[begin Dataset excerpts]

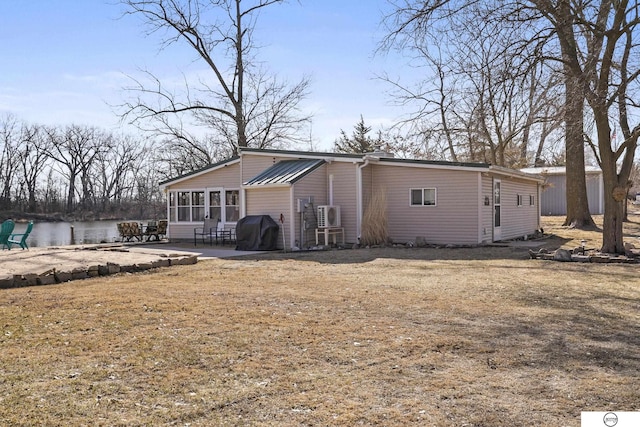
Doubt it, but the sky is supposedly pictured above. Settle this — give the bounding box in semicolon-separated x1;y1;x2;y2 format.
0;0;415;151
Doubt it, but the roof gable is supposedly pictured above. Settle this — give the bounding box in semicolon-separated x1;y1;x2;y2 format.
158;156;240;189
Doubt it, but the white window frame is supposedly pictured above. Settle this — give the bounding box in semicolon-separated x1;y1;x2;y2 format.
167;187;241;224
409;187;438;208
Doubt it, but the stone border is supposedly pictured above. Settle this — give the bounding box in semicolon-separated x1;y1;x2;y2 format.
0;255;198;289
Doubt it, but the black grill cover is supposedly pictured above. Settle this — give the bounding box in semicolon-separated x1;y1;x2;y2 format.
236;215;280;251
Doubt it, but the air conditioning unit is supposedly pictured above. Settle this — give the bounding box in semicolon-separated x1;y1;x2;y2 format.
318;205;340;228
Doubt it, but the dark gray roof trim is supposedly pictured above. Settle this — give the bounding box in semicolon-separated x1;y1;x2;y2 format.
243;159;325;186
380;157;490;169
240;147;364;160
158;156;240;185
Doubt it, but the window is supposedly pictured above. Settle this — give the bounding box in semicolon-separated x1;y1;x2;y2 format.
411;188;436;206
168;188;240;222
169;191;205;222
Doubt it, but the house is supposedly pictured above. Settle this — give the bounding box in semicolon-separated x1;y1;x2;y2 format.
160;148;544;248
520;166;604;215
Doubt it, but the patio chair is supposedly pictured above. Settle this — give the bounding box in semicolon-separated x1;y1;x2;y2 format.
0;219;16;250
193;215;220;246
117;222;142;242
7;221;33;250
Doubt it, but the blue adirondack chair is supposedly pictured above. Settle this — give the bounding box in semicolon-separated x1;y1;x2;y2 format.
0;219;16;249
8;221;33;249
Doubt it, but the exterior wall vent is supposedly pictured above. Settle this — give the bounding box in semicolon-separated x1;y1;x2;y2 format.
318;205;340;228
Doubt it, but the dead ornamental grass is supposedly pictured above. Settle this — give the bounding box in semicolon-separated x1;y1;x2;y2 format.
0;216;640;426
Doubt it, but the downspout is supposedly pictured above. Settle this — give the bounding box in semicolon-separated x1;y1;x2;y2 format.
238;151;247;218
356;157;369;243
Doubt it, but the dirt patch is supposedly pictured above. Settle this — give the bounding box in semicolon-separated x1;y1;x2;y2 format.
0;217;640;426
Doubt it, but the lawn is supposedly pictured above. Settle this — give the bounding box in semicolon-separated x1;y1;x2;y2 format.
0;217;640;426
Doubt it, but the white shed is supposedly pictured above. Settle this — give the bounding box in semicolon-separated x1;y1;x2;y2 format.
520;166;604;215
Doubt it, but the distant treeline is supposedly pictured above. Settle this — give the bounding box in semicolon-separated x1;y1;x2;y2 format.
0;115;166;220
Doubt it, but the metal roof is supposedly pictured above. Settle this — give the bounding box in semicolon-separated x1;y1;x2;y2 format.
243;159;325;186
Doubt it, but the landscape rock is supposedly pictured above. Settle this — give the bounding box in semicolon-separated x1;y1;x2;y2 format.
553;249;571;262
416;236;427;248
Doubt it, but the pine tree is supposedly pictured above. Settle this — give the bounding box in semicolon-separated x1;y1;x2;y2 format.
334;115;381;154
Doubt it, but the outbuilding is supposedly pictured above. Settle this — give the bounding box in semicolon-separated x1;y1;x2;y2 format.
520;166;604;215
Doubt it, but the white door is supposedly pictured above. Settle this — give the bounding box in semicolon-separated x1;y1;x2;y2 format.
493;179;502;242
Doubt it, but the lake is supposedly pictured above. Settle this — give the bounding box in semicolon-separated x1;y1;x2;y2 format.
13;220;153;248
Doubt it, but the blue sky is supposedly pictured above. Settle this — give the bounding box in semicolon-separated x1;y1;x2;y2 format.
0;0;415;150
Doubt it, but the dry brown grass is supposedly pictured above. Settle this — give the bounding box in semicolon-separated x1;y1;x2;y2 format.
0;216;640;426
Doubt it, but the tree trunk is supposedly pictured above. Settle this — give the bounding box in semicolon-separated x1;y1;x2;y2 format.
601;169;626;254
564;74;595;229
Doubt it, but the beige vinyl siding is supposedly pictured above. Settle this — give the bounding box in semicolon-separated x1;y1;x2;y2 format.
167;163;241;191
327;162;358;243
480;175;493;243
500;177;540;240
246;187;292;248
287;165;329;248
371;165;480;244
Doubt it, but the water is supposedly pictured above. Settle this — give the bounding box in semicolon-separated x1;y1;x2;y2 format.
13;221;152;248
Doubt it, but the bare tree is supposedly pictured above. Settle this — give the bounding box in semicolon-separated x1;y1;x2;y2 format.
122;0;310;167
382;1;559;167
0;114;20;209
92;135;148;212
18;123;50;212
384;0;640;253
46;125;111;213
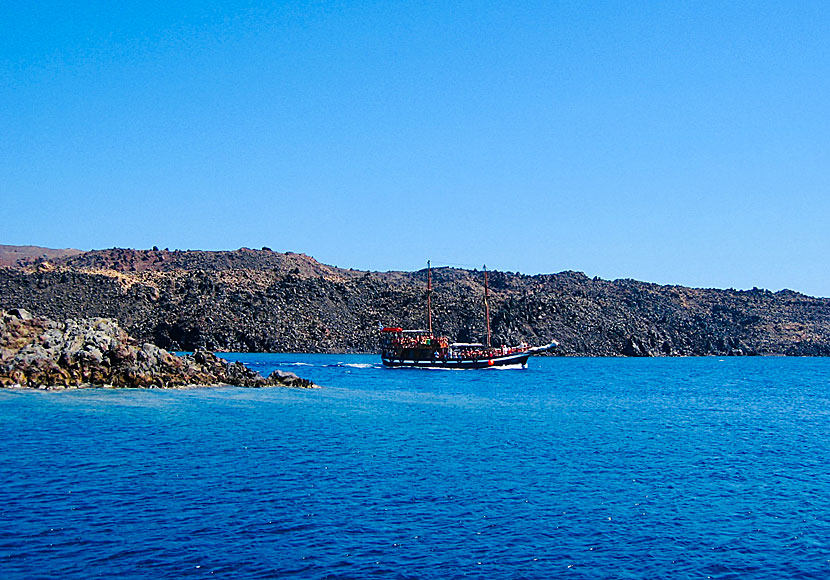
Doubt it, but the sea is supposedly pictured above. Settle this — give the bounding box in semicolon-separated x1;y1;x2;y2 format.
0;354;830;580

[end Dataset excerpts]

Rewrite the listing from the line with "Doubt it, but the stone" to the line with "8;221;33;249", changing "supposedly" to "allegedly" everywhere it appears there and leaving everything else as it is.

### Task solution
Doubt it, but the stone border is allegedly pictured above. Settle this — give the bounding box in semicolon-separated x1;y1;x2;y2 format.
0;255;198;289
Doubt it, but the black grill cover is allegedly pictured above. Settle this — give the bounding box in semicolon-separated x1;y1;x2;y2 format.
236;215;280;251
Doubt it, but the air conditioning unit is allegedly pictured above. Settle this — give the bounding box in semicolon-separated x1;y1;x2;y2 format.
318;205;340;228
Doubt it, but the dark gray roof trim is allegedly pictured above. Settle this — give the bounding box in semicolon-separated x1;y1;x2;y2 format.
243;159;325;186
380;157;490;169
240;147;364;160
158;156;240;185
Doubt it, but the window is allegedly pictured above. Settle this — give the bounding box in semicolon-separated x1;y1;x2;y2 format.
411;188;436;206
168;188;240;222
169;191;205;222
Doubt it, but the house is allegedly pictured above. Settle this — give the bounding box in semicolon-separated x1;y1;x2;y2 format.
160;148;544;248
520;166;604;215
Doubt it, but the patio chair is allegedly pictured above. Settle this — give the bounding box in semicolon-separated x1;y1;x2;y2 format.
0;219;16;250
193;215;220;246
117;222;142;242
7;221;33;250
Doubt it, but the blue adirondack chair is allegedly pictured above. Settle this — give the bounding box in semicolon-separated x1;y1;x2;y2 format.
0;219;16;249
8;221;33;249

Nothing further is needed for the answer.